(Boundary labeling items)
——————————
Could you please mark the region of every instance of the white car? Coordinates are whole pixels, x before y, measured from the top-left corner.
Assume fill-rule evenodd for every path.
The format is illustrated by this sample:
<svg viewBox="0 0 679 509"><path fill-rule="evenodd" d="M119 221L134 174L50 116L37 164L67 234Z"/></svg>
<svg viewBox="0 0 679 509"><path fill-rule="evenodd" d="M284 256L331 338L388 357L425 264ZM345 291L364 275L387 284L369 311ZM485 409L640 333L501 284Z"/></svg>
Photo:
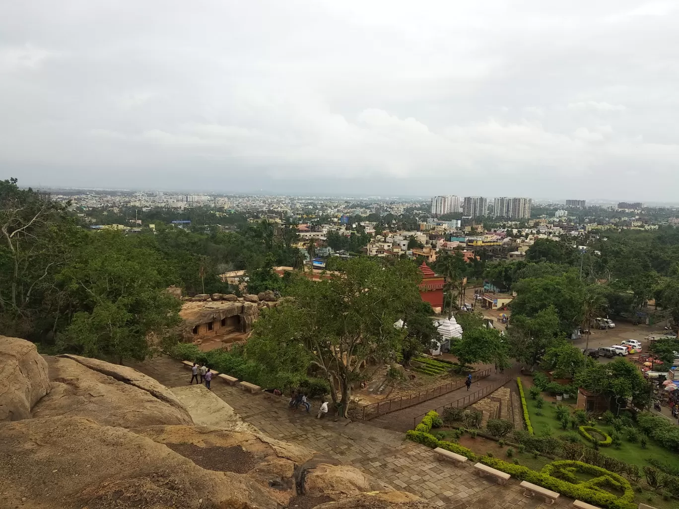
——————————
Exercise -
Return each line of the items above verbatim, leaving out the pictures.

Response to the task -
Could you please mark the region of every instance of the white car? Coordinates are whole pixels, x before y, measured from the top-left corner.
Assume fill-rule evenodd for every path.
The format is illustrated by this sample:
<svg viewBox="0 0 679 509"><path fill-rule="evenodd" d="M119 221L134 174L50 116L37 164L67 234Z"/></svg>
<svg viewBox="0 0 679 509"><path fill-rule="evenodd" d="M284 256L331 338L388 357L425 264ZM345 291L364 275L387 284L369 311ZM485 409L640 333L501 284Z"/></svg>
Photo:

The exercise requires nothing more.